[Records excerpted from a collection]
┌──

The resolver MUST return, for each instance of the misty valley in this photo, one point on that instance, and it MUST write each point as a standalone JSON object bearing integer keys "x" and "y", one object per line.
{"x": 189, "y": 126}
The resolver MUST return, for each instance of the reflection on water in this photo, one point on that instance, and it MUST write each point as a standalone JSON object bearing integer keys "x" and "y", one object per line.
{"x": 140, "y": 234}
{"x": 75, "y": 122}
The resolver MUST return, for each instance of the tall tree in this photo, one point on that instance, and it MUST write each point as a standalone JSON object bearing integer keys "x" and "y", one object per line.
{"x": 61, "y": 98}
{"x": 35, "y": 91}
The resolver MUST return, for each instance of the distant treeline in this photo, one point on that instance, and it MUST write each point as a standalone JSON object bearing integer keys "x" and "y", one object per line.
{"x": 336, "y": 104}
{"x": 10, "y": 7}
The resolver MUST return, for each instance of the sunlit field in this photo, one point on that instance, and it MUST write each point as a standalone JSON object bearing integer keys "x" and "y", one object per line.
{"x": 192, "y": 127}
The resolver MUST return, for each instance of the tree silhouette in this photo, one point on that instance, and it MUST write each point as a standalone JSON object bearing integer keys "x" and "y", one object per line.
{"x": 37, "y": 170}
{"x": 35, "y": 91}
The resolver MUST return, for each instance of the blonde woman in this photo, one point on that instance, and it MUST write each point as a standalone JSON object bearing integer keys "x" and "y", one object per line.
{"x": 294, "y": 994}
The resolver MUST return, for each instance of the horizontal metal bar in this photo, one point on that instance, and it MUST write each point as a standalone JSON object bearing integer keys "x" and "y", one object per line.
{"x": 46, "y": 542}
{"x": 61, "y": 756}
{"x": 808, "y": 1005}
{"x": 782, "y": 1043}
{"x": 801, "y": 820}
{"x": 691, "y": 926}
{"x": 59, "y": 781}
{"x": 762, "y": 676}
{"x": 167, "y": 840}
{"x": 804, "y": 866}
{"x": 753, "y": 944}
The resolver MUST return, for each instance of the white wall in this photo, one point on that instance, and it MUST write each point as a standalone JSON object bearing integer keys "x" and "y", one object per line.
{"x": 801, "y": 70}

└──

* Aim of the exercise: Repeat all the entries exactly as given.

* Answer below:
The resolver MUST return, for each instance of the misty valley in this photo, one point on that instance, and it MUST write each point as a standalone JSON object bearing integer keys "x" and "y", one object per line.
{"x": 189, "y": 126}
The resolver MUST return, for each instance of the reflection on water in this photo, one point on that instance, and it MUST write each point as a standalone JSON object bearing integer keys "x" and "y", one object per line.
{"x": 140, "y": 234}
{"x": 75, "y": 122}
The resolver MUST return, for each instance of the tall tree in this photo, one point on that instance, and it MUST write each point as a standalone JSON object bearing integer keys "x" and "y", one object per line.
{"x": 61, "y": 98}
{"x": 35, "y": 91}
The resolver MUST return, for each instance of the distant treeline in this photo, one point on that instance, and it MUST write each point as a standalone JSON object bearing integer keys "x" and "y", one object per line.
{"x": 336, "y": 104}
{"x": 10, "y": 7}
The resolver MUST return, for each instance of the sunlit field in this photo, one point on that instance, and it MUST write each point as a standalone JSON object bearing integer keys "x" and "y", one object per line.
{"x": 192, "y": 127}
The resolver MUST return, for each instance of the tree silhouette in this photo, one point on that instance, and it MUST write each point as a standalone JSON object bearing integer keys "x" and "y", one object per line.
{"x": 37, "y": 170}
{"x": 35, "y": 91}
The resolver MUST return, for each instance of the blonde woman in this photo, one point on that instance, and it MUST write each point as a standalone JSON object bearing integer keys "x" and "y", one object per line.
{"x": 294, "y": 994}
The resolver MUST return, for each instance of the horizontal metal bar in this photo, one point on that instance, and it MUST write each point as a standalone JSON object bearing integer keys "x" and "y", one object per line.
{"x": 46, "y": 542}
{"x": 61, "y": 756}
{"x": 808, "y": 1005}
{"x": 782, "y": 1043}
{"x": 801, "y": 820}
{"x": 691, "y": 926}
{"x": 59, "y": 781}
{"x": 762, "y": 676}
{"x": 167, "y": 840}
{"x": 804, "y": 866}
{"x": 753, "y": 944}
The resolver MUST return, for each instance of the white wall in this photo, one point on that instance, and it MUST write each point as a standalone JSON object bearing integer keys "x" and "y", one object per line.
{"x": 801, "y": 70}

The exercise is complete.